Your task:
The lines from the one holding "Look at the photo above. For each instance of the cactus" to the end of the records below, exactly as written, are the only thing to return.

Image-grounded pointing data:
[Start of Attachment]

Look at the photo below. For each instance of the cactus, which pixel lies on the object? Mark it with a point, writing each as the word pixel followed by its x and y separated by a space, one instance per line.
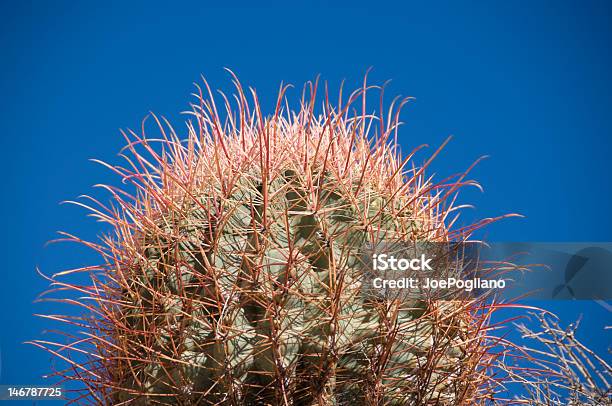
pixel 232 273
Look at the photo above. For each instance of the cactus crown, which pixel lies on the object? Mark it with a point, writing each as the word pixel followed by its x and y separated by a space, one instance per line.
pixel 231 274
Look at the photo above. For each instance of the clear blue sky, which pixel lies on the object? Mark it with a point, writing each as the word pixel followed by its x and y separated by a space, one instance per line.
pixel 526 82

[End of Attachment]

Answer box:
Look at the photo above. For each instance of the cactus crown, which pixel lies on the object? Mark it with a point, writing each as the word pixel followed by its x and y separated by a space, one instance per line.
pixel 231 274
Look at the photo above. For each instance of the clear blue sky, which pixel lies on the object? Mark it with a point, writing each as the word pixel followed by its x and y separated by a space, one instance per line.
pixel 526 82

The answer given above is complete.